*Work item:* For the data that follows, return each line unchanged and drop the pictures.

*Extracted information:*
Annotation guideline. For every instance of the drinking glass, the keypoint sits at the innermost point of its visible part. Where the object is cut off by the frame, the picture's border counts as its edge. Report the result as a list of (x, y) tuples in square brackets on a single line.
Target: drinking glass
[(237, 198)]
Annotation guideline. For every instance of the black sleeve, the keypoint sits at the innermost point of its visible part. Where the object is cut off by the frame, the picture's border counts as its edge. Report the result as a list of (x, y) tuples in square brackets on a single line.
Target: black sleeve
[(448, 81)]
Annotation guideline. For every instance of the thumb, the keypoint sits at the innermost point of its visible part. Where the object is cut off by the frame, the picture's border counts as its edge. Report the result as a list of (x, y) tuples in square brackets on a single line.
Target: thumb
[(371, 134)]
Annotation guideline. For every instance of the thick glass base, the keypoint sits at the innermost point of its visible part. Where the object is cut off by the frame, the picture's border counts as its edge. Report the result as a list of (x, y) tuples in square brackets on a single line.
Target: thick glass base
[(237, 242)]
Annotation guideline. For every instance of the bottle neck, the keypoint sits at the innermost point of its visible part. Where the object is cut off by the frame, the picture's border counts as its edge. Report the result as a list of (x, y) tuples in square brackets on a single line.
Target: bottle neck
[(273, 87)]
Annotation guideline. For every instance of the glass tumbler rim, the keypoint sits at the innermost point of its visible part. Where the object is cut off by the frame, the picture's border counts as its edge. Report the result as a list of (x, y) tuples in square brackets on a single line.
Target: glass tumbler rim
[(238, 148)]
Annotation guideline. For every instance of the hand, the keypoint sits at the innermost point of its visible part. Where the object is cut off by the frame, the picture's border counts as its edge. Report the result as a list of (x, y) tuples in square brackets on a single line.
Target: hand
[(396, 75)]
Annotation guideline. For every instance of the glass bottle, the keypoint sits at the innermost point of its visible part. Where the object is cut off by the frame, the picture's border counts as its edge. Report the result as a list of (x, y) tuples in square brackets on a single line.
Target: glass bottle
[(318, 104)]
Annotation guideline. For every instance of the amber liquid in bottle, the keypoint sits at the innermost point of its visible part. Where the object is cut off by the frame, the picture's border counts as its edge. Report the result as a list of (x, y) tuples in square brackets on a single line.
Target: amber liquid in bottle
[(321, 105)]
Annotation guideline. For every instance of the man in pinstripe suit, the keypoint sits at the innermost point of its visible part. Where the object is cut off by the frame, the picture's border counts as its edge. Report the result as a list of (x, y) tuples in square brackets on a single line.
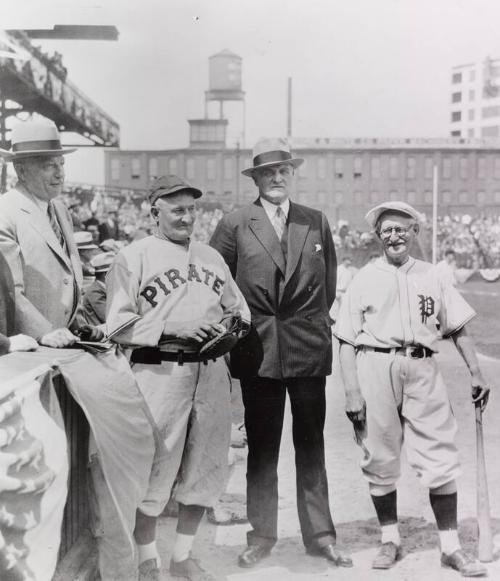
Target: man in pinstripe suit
[(282, 257)]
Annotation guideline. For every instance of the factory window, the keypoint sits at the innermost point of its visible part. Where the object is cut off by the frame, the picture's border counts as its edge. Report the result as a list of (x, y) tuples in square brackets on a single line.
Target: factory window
[(428, 168), (491, 111), (172, 166), (211, 169), (375, 167), (446, 168), (359, 198), (411, 166), (464, 167), (358, 167), (321, 168), (153, 168), (228, 168), (393, 167), (339, 168), (446, 197), (115, 168), (463, 197), (412, 197), (322, 198), (136, 168), (190, 168), (490, 131)]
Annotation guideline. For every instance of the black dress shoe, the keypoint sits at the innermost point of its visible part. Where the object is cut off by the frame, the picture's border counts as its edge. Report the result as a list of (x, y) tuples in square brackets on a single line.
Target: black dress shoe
[(252, 555), (330, 553)]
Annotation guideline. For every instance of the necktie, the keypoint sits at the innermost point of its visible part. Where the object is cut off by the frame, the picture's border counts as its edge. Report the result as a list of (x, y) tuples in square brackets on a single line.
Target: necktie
[(54, 224), (279, 222)]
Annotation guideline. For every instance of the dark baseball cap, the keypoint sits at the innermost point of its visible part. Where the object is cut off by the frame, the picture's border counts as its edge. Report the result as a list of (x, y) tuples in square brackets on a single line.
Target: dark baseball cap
[(168, 185)]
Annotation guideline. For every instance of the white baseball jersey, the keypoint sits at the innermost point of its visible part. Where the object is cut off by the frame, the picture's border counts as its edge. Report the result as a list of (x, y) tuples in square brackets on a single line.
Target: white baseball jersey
[(154, 280), (387, 306)]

*Reply to the task:*
Annotation guideline. For every instance of the drinking glass, the keypoint sits at the innermost point of its visible part. Where the object is cut off by the frame, the picture's border counts as its edge. Report the result as a list of (x, y) tuples in square brackets on a single line.
Target: drinking glass
[(237, 198)]
Annotation guideline. For every instance of the black sleeve, the keypoint sits at the innermost point of its visible part. Where the object is cut off by the frame, the picture's border counts as its edge. Report the result as a list of (x, y) tuples in square brackets on a single line.
Target: black sleeve
[(448, 81)]
Annotation guideline. For every instance of the thumb, the keypoint sits at the innermost point of its visible part. Where the object is cut off by the frame, the picture's border counts as its edge. Report the result as a list of (x, y) tuples in square brackets on a single line.
Target: thumb
[(371, 134)]
Annotation guideline. For every instance of the thick glass base, the keypoint sits at the innermost point of its visible part. Where the object is cut off by the frame, the picture's border counts as its edge. Report the result as a list of (x, y) tuples in square brackets on a single line.
Target: thick glass base
[(237, 242)]
Annotation guideline. For every instance of the bottle neck, the keypoint sits at the innermost point of its visible part. Where the object is cut off by the frame, the picture's border counts as its edge. Report the result as a list of (x, y) tuples in square brackets on a single line.
Target: bottle neck
[(273, 87)]
Annotation guideline. For every instance of the glass tumbler rim, the keypoint sits at the innermost point of its visible part. Where the object is cut off by the frame, the picture's border counts as its edge. Report the result as a list of (x, y) tuples in square brackets on a single line.
Target: glass tumbler rim
[(238, 148)]
Annotation guideline. For every instance of the hand, the keypoint sits at the innermost point of its visible part. Where the object is cut off by the frame, the picture's border counts as its edge. Report the result as a list of (x, y) tuples in square brackets on a single line.
Target: hand
[(396, 75)]
Annotation guideline. For every instance of the glass bottle, the keypoint sits at the innermost point of its visible part. Where the object is cut off by the frame, the picture's border counts as its edge. Report the result as a list of (x, y) tuples in square brackets on a single line.
Target: glass bottle
[(318, 104)]
Annotation guideline. For every instance of the amber liquid in bottle, the keypoint sits at the innermost point of its visible part. Where the object is cut off by the frame, the picture's border counts as its edge. Report the result as a list of (x, y) tuples in square brackets on a single line.
Target: amber liquid in bottle
[(321, 105)]
Annotation guideline. For every instance of the man in pinstripe suit, the keypoint sits at the innermost point of its visible part. Where the object is cut off by the frame, the picture's border counts as its edge. Report the result as a list of (x, y) tuples in square brackets on a single line.
Target: man in pinstripe suit
[(282, 257)]
Annotation guideline. For every instance of the factory window, the keypoint sits at the innermost point of its visible part. Where the object is cut off by the frame, the picture's border counts as its edge. Report the result as a list of (x, y) tuples in square brackets on a single line.
Target: factory window
[(428, 168), (491, 111), (172, 166), (211, 169), (375, 167), (446, 168), (359, 198), (411, 166), (464, 167), (358, 167), (321, 168), (153, 168), (228, 168), (393, 167), (339, 168), (446, 197), (115, 168), (463, 197), (412, 197), (322, 198), (136, 168), (190, 168), (490, 131)]
Annotation guideline. For every instance of the black dress shoe, the keypoint sits at the innermost point of its visible part. Where the object is cut off by the frame, the picture's border counts as its edge. Report the result as a list of (x, y) tuples in square brackets on a single line.
Target: black dress shoe
[(252, 555), (330, 553)]
Annotation guideline. For every instance of the necktie, the keypoint sits at the innermost point of its visible part. Where the object is cut off by the frame, the picture's border counts as its edge. Report the result as a list of (x, y) tuples in square brackets on a single line.
Target: necktie
[(54, 224), (279, 222)]
Annotation guideline. For every instance of the dark baseball cap, the keypoint sits at the innermost point of its visible part. Where the object is cut off by the frame, the picture's border counts as its edge. Report the result as a list of (x, y) tuples in square brackets on a single line.
Target: dark baseball cap
[(168, 185)]
Annotation guideline. For every instance of the white baseball jersey, the keypoint sits at the innermost point of its visible part. Where the object is cut off by the frame, the picture's border counts as its edge. Report the result as a list of (x, y) tuples in square brackets on a single line.
Target: white baseball jersey
[(154, 280), (387, 306)]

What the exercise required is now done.